**Entries**
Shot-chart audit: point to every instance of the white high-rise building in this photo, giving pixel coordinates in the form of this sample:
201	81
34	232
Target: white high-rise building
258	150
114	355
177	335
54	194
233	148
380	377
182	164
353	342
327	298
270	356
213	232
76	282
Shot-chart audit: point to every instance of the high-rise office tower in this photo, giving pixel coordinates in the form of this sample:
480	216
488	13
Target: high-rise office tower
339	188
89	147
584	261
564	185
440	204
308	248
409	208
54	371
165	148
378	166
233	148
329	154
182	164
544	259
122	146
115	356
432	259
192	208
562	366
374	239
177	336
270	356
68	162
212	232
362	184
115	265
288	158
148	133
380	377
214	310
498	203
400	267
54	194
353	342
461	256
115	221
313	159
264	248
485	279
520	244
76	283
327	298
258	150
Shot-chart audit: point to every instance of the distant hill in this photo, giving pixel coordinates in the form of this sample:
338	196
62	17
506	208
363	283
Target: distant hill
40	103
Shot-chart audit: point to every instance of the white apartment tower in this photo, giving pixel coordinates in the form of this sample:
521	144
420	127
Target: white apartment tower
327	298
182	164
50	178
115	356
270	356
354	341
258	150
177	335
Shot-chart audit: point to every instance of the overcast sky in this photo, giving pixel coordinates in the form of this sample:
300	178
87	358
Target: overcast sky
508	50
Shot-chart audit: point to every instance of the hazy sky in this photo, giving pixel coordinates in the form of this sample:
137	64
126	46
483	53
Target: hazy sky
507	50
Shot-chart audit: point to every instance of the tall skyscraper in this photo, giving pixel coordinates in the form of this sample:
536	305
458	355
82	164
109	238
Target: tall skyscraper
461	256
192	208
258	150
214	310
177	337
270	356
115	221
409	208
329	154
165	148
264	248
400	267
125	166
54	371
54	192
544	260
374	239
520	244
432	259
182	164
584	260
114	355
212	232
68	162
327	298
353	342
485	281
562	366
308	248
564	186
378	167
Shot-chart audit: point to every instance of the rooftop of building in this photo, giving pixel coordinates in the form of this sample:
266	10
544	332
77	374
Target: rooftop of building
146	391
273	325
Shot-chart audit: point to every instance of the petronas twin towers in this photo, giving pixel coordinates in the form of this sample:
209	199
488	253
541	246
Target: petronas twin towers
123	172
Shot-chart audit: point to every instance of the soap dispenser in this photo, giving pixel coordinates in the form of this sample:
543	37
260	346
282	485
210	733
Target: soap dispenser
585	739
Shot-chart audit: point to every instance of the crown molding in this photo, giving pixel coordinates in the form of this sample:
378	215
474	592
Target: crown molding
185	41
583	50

**Written exercise**
Change the entries from the line containing "Shot-chart audit: point to every instance of the soap" through the end of the entries so that "crown molding" becomes "ceiling trim", and give those lines again with everything else left as it is.

**Answer in full**
Shot-chart audit: point to every instance of the soap dispenser in this photo, giving pixel coordinates in the form of this sample:
543	37
260	346
282	485
210	733
Target: soap dispenser
585	739
Shot-chart audit: point to every instance of the ceiling trim in this photo, giving pixel coordinates in the form of this sample:
378	215
474	592
Target: ceiling trim
185	41
583	50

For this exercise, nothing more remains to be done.